## WHAT THE EXERCISE ASKS
Format the material below as a numbered list, one line per entry, and omit any blank lines. Leave the pictures out of your answer.

=-=-=-=-=

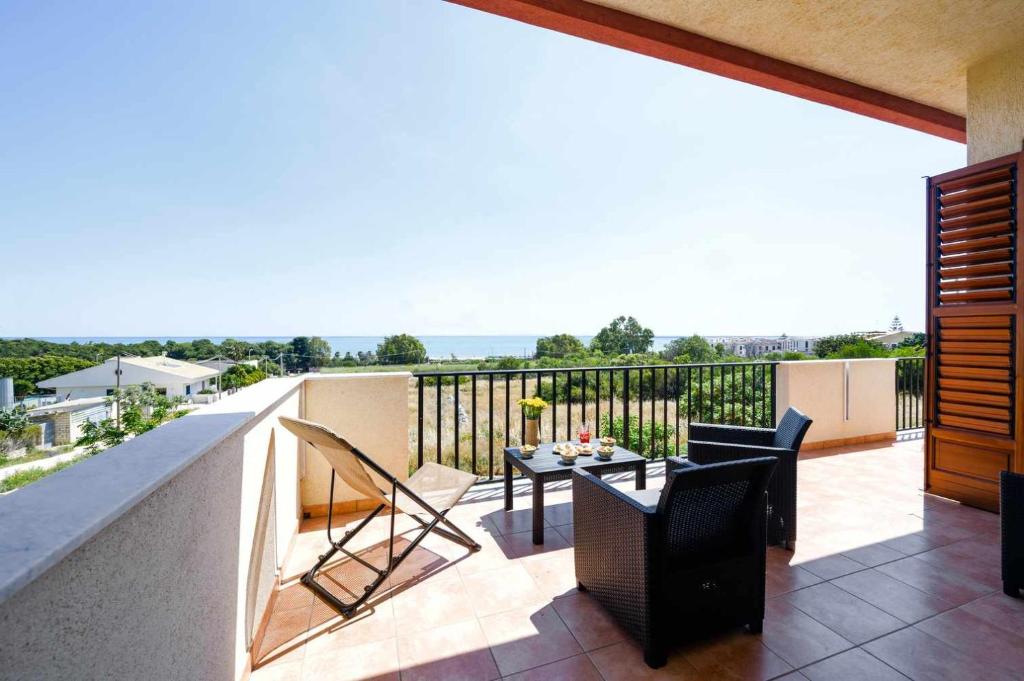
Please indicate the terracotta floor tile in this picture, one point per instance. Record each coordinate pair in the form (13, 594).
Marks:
(590, 624)
(925, 657)
(369, 662)
(520, 545)
(966, 631)
(851, 618)
(453, 652)
(798, 638)
(286, 672)
(285, 636)
(942, 582)
(889, 594)
(508, 522)
(624, 662)
(852, 666)
(566, 534)
(438, 601)
(527, 637)
(293, 596)
(735, 654)
(579, 668)
(330, 630)
(503, 589)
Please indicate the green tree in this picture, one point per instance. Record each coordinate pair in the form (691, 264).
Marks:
(240, 376)
(27, 372)
(832, 344)
(693, 349)
(401, 349)
(141, 410)
(623, 336)
(859, 350)
(916, 340)
(559, 345)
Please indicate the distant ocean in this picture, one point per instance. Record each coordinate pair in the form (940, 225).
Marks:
(438, 347)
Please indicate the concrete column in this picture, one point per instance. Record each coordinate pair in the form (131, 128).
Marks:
(850, 400)
(995, 105)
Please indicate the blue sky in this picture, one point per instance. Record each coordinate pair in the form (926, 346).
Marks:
(363, 167)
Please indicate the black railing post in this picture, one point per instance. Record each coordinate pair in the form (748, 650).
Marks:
(626, 409)
(419, 422)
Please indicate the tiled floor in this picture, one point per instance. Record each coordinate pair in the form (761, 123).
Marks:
(886, 584)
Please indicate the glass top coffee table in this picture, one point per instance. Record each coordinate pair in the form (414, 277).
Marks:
(546, 466)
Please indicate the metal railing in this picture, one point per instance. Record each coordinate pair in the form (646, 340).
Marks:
(909, 393)
(464, 419)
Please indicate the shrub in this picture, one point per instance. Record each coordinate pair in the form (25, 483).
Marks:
(401, 349)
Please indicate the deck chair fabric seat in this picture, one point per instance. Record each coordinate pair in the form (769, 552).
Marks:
(426, 497)
(441, 486)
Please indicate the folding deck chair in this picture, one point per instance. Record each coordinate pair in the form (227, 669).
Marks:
(426, 497)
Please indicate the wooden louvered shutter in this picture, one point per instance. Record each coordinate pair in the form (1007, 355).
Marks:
(974, 327)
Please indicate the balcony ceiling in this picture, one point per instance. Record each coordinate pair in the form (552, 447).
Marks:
(903, 61)
(916, 49)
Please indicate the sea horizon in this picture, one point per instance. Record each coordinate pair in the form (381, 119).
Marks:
(437, 346)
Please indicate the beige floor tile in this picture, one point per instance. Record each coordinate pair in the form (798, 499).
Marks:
(526, 638)
(446, 653)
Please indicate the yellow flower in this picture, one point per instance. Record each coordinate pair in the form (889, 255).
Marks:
(532, 407)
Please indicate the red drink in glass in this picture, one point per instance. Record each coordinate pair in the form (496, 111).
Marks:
(584, 433)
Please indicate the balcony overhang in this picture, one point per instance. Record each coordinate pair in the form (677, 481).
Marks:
(896, 62)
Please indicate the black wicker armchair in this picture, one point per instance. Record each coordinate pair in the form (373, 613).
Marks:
(1012, 516)
(713, 443)
(677, 561)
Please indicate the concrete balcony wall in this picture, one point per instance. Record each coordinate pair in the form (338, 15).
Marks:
(138, 563)
(850, 400)
(372, 411)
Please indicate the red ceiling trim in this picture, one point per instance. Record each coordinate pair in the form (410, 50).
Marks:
(617, 29)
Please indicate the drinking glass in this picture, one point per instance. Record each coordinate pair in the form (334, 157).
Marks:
(584, 432)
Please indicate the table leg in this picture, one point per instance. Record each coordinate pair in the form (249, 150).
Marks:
(538, 510)
(508, 486)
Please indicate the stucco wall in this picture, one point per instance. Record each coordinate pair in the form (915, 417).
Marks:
(817, 388)
(995, 105)
(159, 589)
(372, 412)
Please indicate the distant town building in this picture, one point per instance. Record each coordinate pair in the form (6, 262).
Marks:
(61, 422)
(889, 339)
(756, 346)
(223, 364)
(171, 377)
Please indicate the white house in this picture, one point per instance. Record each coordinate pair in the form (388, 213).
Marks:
(61, 422)
(172, 377)
(224, 364)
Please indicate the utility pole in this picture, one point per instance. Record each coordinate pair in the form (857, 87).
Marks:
(117, 391)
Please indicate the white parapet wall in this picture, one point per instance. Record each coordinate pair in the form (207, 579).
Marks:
(850, 400)
(372, 412)
(155, 559)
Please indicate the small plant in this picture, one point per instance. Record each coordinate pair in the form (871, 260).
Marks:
(532, 407)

=-=-=-=-=

## WRITTEN RESPONSE
1. Please indicate the terracotta floor tile in this picture, one point per instance. Record each coordinate pair in the form (13, 594).
2. Marks:
3. (590, 624)
4. (925, 657)
5. (369, 662)
6. (520, 545)
7. (966, 631)
8. (851, 618)
9. (453, 652)
10. (798, 638)
11. (286, 672)
12. (285, 636)
13. (942, 582)
14. (889, 594)
15. (508, 522)
16. (624, 662)
17. (852, 666)
18. (566, 534)
19. (438, 601)
20. (527, 637)
21. (293, 596)
22. (735, 654)
23. (579, 668)
24. (330, 630)
25. (503, 589)
26. Please indicate the green tree in this picture, one point per instance. Record each coordinate pair in the form (691, 264).
27. Marks:
28. (240, 376)
29. (27, 372)
30. (832, 344)
31. (693, 349)
32. (401, 349)
33. (141, 410)
34. (623, 336)
35. (859, 350)
36. (916, 340)
37. (559, 345)
38. Please indicate the distant ocean in this picture, one point per instance. Record each coordinate pair in the form (940, 225).
39. Marks:
40. (438, 347)
41. Please indicate the concrete column in this picture, one point per instance. Record each coordinate pair in the form (131, 128).
42. Marks:
43. (850, 400)
44. (995, 105)
45. Please indicate the blue sky in this picture, one point per instance. Record each coordinate pair in the form (926, 346).
46. Marks:
47. (363, 167)
48. Please indicate the black railing post in this picture, one point per instance. Record each coordinate pair in the form (748, 650).
49. Marks:
50. (626, 409)
51. (419, 422)
52. Please indicate the tiled floor in this picture, one point per instance. Record each coordinate pair in the form (761, 123).
53. Marks:
54. (886, 584)
55. Please indicate the glass top coffee table in this picture, one point per instance. Record each coordinate pair in the form (414, 277).
56. Marks:
57. (546, 466)
58. Please indicate the metal railing in this picture, one point per instance. Record each coordinate pair in the form (646, 340).
59. Marks:
60. (909, 393)
61. (464, 419)
62. Please indicate the shrub in this picture, one point per instance. Record each coordinate pair in the form (25, 483).
63. Marks:
64. (401, 349)
65. Please indicate the deck chair fabric seat in this picture, one point per instance. Record each coordinate pair in the form (769, 552).
66. Marks:
67. (426, 497)
68. (441, 486)
69. Please indicate the folding deck chair in this picture, one point per instance. Record each coordinate pair in the form (227, 669).
70. Marks:
71. (426, 497)
72. Please indicate the wooden louvered shutter in this picture, one point per instance. Record each coordinate pair in the form (1007, 355).
73. Marks:
74. (974, 327)
75. Please indicate the balcony ceiling in this picture, one point per instance. Record each coordinate pair in the form (552, 447).
76. Marks:
77. (903, 61)
78. (916, 49)
79. Please indicate the sea horizon in this picture, one point per instance. Record each coordinate pair in the form (381, 119).
80. Marks:
81. (437, 346)
82. Please indicate the beige floor tile in this picture, one point per instance. Record each coordinate pair in the form (798, 499).
83. Marks:
84. (526, 638)
85. (446, 653)
86. Please indicate the yellow flower in this picture, one point per instance. Record each coordinate pair in the form (889, 255).
87. Marks:
88. (532, 407)
89. Please indicate the red drink in glass in this picture, one point per instance. Record each coordinate pair in the form (496, 111).
90. Marks:
91. (584, 433)
92. Please indicate the balcony overhang in this picture, one point per instance. Record each coordinate pair in the form (677, 481).
93. Marks:
94. (896, 62)
95. Please indicate the black wicker armchair in this picture, one point per instance. Record each coordinate pair in the form (373, 613).
96. Marks:
97. (1012, 516)
98. (713, 443)
99. (677, 561)
100. Please indicate the concrete balcony wall in this picture, one point per instance. Record each coordinate pair in the form (338, 15).
101. Marks:
102. (138, 563)
103. (850, 400)
104. (372, 411)
105. Please indicate the red ceiling trim in this picture, one point per instance. Record each coordinate pair in the form (410, 50).
106. Marks:
107. (617, 29)
108. Please indicate the drinking glass in this picture, one point per instance. Record each coordinate pair in the form (334, 157).
109. Marks:
110. (584, 432)
111. Please indicate the table leg in this picture, one point per instance. Record each coordinate pair in the form (249, 150).
112. Marks:
113. (538, 510)
114. (508, 486)
115. Please indicate the stucco wall in this picture, one point per instance. Record each coordinate pair in the form (915, 417).
116. Marks:
117. (817, 388)
118. (995, 105)
119. (159, 589)
120. (372, 412)
121. Please indicate the distant town building in this picture, one point per instance. Record each coordinate pair in the form (6, 262).
122. Marks:
123. (61, 422)
124. (889, 339)
125. (756, 346)
126. (223, 364)
127. (171, 377)
128. Please indicate the white house in this picture, one point per instance. Record each coordinate pair in the form (388, 213).
129. Marks:
130. (61, 422)
131. (172, 377)
132. (224, 364)
133. Please indicate the utility pole in this picture, one point per instance. Record each coordinate pair in the form (857, 87).
134. Marks:
135. (117, 391)
136. Please indicate the white parapet wall in this picture, one point per instance. Record each coordinate pair in the form (207, 579).
137. Marks:
138. (850, 400)
139. (372, 412)
140. (155, 559)
141. Please indicate the small plant in this picture, one point per instance. Record each coordinate pair in the form (871, 260).
142. Marks:
143. (532, 407)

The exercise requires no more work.